▸ WORK TO COMPLETE
Reproduce every one of the entries below with the phrase "one dot per instance" swapped for "one point per instance" and everything else unchanged. Omit the pictures from your answer.
§ §
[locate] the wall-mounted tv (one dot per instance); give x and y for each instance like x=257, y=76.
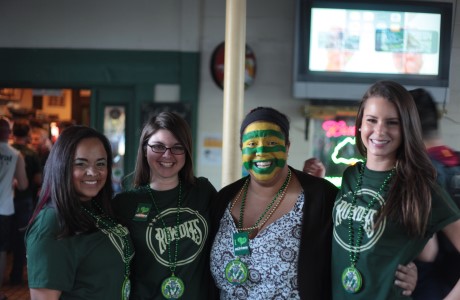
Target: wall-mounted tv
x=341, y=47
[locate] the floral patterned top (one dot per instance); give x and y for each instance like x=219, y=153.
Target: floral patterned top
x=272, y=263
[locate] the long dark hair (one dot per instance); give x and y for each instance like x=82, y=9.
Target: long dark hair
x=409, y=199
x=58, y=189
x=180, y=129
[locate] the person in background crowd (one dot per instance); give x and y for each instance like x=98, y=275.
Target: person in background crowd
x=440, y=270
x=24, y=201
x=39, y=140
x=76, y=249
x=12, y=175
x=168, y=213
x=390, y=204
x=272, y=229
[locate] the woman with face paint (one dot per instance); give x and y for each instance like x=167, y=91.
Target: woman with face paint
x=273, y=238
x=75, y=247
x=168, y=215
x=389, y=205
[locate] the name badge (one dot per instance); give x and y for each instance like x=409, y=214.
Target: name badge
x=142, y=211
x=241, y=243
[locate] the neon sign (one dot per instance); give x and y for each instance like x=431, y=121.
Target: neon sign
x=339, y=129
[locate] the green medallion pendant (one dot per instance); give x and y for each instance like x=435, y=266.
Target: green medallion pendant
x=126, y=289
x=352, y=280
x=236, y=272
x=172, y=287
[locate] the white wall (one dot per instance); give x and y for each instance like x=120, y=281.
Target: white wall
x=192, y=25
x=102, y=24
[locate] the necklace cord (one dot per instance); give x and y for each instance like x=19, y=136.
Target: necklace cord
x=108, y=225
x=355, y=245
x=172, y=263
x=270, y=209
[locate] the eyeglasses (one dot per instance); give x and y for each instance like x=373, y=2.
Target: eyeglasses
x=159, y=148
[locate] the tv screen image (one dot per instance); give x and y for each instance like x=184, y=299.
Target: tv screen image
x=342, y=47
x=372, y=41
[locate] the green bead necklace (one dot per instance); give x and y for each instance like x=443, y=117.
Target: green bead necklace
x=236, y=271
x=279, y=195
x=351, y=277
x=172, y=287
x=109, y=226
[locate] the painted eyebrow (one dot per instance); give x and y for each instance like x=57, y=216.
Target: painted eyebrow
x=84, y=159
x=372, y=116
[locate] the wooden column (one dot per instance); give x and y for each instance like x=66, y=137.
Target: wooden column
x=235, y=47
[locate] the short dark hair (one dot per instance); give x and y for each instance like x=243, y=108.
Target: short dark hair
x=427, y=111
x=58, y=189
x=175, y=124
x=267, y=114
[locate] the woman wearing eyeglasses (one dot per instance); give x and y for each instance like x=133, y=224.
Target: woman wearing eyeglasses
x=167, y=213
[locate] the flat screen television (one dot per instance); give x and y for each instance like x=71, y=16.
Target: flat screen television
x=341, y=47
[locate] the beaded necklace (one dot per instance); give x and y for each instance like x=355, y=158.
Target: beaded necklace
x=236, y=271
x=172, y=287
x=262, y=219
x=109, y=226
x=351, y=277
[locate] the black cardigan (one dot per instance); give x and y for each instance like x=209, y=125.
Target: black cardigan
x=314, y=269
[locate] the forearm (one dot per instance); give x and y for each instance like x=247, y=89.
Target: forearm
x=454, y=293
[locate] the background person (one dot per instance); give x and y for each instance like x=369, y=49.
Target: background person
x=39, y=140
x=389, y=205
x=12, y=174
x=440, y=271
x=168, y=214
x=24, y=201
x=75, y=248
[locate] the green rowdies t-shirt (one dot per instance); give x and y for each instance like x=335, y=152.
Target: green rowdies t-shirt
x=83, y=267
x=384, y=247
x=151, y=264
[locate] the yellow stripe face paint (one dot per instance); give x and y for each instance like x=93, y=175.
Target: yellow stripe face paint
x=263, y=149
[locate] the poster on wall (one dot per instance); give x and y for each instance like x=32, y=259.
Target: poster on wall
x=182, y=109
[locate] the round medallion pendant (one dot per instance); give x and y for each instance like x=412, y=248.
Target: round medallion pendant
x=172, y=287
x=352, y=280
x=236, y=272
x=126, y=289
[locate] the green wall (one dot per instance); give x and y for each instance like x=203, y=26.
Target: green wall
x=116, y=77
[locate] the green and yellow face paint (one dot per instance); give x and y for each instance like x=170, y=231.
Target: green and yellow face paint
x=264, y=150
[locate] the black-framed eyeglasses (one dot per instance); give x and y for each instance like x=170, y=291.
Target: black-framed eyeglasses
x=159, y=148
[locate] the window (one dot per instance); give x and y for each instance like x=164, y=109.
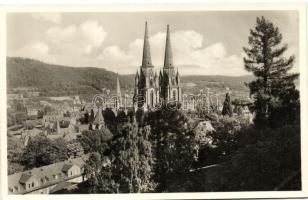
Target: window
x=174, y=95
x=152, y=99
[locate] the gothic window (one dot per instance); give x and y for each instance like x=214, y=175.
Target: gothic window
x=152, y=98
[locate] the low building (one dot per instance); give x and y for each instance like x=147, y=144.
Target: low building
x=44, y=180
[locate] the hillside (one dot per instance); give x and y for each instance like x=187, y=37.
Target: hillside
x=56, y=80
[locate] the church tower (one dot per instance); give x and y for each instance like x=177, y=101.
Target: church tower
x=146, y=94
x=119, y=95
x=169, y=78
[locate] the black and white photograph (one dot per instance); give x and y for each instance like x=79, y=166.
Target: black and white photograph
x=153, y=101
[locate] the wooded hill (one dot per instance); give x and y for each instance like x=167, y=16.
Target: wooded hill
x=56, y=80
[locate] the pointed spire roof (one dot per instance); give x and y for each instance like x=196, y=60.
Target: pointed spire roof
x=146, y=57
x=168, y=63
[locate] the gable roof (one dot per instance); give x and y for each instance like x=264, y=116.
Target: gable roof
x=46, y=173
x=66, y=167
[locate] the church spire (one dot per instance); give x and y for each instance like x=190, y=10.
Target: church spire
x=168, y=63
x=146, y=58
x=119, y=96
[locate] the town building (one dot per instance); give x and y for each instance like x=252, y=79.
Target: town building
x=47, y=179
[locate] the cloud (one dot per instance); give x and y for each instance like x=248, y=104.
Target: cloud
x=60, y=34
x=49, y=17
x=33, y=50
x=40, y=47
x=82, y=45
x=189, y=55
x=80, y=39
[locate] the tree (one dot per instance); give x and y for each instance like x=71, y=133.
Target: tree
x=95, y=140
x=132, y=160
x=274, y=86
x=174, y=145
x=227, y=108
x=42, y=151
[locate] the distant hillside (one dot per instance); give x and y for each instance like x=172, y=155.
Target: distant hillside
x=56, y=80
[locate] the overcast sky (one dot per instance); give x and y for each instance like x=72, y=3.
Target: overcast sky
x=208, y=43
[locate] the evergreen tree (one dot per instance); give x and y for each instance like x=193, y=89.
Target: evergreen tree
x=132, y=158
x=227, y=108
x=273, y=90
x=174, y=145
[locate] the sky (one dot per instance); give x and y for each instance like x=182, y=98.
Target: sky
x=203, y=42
§ §
▸ THE OUTPUT
[locate] the wall-mounted tv (one point per instance); give x and y for each instance like x=257, y=76.
Target: wall-mounted tv
x=341, y=47
[locate] the floral patterned top (one point per instance); give x and y for each instance like x=219, y=153.
Target: floral patterned top
x=272, y=263
[locate] the long dark hair (one point per instance); give x and y for each instance like x=82, y=9.
Target: long dark hair
x=409, y=199
x=58, y=189
x=180, y=129
[locate] the person in background crowd (one point per instance); give x and y for each instance like x=98, y=275.
Target: person in background crowd
x=440, y=270
x=24, y=201
x=39, y=140
x=76, y=249
x=12, y=175
x=168, y=213
x=390, y=204
x=272, y=229
[locate] the woman with face paint (one point per instance); give x and y for each instance like x=167, y=91.
Target: woman with face paint
x=273, y=238
x=75, y=247
x=168, y=215
x=389, y=205
[locate] the name badge (one point per instance); give x and y for each instance like x=409, y=214.
Target: name badge
x=142, y=211
x=241, y=243
[locate] the neon sign (one point per instance); give x and y for each instance like x=431, y=121.
Target: neon sign
x=339, y=129
[locate] the green medallion pendant (one point per instance); give x and y for each instance like x=435, y=266.
Target: green medallion pendant
x=126, y=289
x=352, y=280
x=236, y=272
x=172, y=287
[locate] the white wall (one point per instance); give x and y for each instance like x=120, y=281.
Target: white wall
x=192, y=25
x=102, y=24
[locate] the necklace cord (one point per instance); give x and y for each instance like x=19, y=136.
Target: necklace cord
x=108, y=225
x=355, y=245
x=172, y=263
x=270, y=209
[locate] the eyeglasses (one point per instance); give x and y for each instance like x=373, y=2.
Target: eyeglasses
x=159, y=148
[locate] the tv screen image (one point per instance); give x and y for each instance like x=184, y=299.
Target: tv screen image
x=342, y=47
x=372, y=41
[locate] the green bead necklace (one point per instance); give x and y for each instance like x=443, y=117.
Target: green bead necklace
x=236, y=271
x=279, y=195
x=351, y=277
x=172, y=287
x=109, y=226
[locate] the painted eyebrow (one point per instance); give x and y for each instance like x=57, y=216.
Target: painted eyebrow
x=84, y=159
x=372, y=116
[locate] the wooden column (one point per instance); give x and y for each instance like x=66, y=137.
Target: wooden column
x=235, y=47
[locate] the short dark hair (one point per instance); give x and y for each instance like x=243, y=108.
Target: short dark hair
x=427, y=111
x=58, y=189
x=175, y=124
x=267, y=114
[locate] the woman wearing eyeglasses (one point per instance); give x and y for each instance like x=133, y=224.
Target: woman wearing eyeglasses
x=167, y=213
[locate] the flat screen television (one point per instance); give x and y for each instance like x=71, y=16.
Target: flat screen television
x=341, y=47
[locate] the beaded necklace (one point per instance); give x and y for each instance like x=355, y=158.
Target: beaded necklace
x=236, y=271
x=172, y=287
x=262, y=219
x=109, y=226
x=351, y=277
[locate] the black cardigan (one point per instance); give x and y for each instance like x=209, y=125.
Target: black cardigan
x=314, y=269
[locate] the forearm (one point per instance); give x and y for each instance like x=247, y=89.
Target: forearm
x=454, y=293
[locate] the background person (one point per instance); give x and y for each instance like x=369, y=49.
Target: background person
x=39, y=140
x=389, y=205
x=12, y=174
x=440, y=271
x=168, y=214
x=24, y=201
x=75, y=248
[locate] the green rowdies t-shirt (one point per instance); give x and y for each instance like x=335, y=152.
Target: green rowdies t-shirt
x=83, y=267
x=384, y=247
x=151, y=264
[locate] the yellow stripe face paint (one point per instance); give x and y for each instance like x=93, y=175.
Target: yellow stripe face paint
x=263, y=149
[locate] the poster on wall (one point per instance); give x and y for each instance like x=32, y=259.
Target: poster on wall
x=182, y=109
[locate] the round medallion pendant (one point per instance); give x and y for each instance like x=412, y=248.
Target: round medallion pendant
x=172, y=287
x=352, y=280
x=236, y=272
x=126, y=289
[locate] the green wall (one point per instance); give x and y for each instance like x=203, y=26.
Target: green wall
x=116, y=77
[locate] the green and yellow face paint (one point per instance); give x and y for each instance like x=170, y=231.
Target: green and yellow face paint
x=264, y=150
[locate] the black-framed eyeglasses (one point per instance); give x and y for each instance like x=170, y=291.
Target: black-framed eyeglasses
x=159, y=148
[locate] the window (one point per instance); give x and y for each instance like x=164, y=109.
Target: window
x=174, y=95
x=152, y=99
[locate] the gothic window (one point per instance); give x and y for each instance like x=214, y=175.
Target: gothic window
x=152, y=98
[locate] the low building (one point per instance); give x and y for each instance like x=147, y=144.
Target: low building
x=44, y=180
[locate] the hillside (one point per instance); give x and y for each instance like x=187, y=37.
Target: hillside
x=56, y=80
[locate] the church tower (one point per instance); give x and y for each instance like x=177, y=101.
Target: church tower
x=146, y=94
x=119, y=95
x=169, y=78
[locate] the black and white photograph (one point per instance); give x and y for each instance like x=79, y=166.
Target: black and white photograph
x=153, y=101
[locate] the wooded hill (one point per instance); give x and y for each instance like x=167, y=16.
Target: wooded hill
x=56, y=80
[locate] the pointed spire roof (one point per instance); give x and y for each instance like x=196, y=60.
Target: pointed spire roof
x=146, y=57
x=168, y=63
[locate] the gable roof (one point per instance); give x and y for each instance like x=264, y=116.
Target: gable roof
x=46, y=173
x=66, y=167
[locate] the church spire (one point per instance); give x and y for each instance like x=190, y=10.
Target: church spire
x=168, y=63
x=146, y=58
x=119, y=96
[locate] the town building (one point per instance); give x and y for each instance like x=252, y=79.
Target: town building
x=47, y=179
[locate] the cloud (one point per instance); give x and y for each instance like x=248, y=104.
Target: cloud
x=60, y=34
x=49, y=17
x=33, y=50
x=40, y=47
x=82, y=45
x=189, y=55
x=80, y=39
[locate] the tree (one point per instance); give x and y for each instance like x=71, y=133.
Target: tree
x=95, y=140
x=132, y=160
x=274, y=86
x=174, y=145
x=227, y=108
x=42, y=151
[locate] the distant hillside (one point per instance); give x and y for each instance like x=172, y=155.
Target: distant hillside
x=56, y=80
[locate] the overcast sky (one point per instance); give x and y for each instance like x=72, y=3.
Target: overcast sky
x=208, y=43
[locate] the evergreen tree (one point per instance); give x and y for each instance like x=193, y=89.
Target: evergreen tree
x=132, y=158
x=227, y=108
x=273, y=90
x=174, y=145
[locate] the sky (one point per instance); give x and y for each instance like x=182, y=98.
Target: sky
x=203, y=42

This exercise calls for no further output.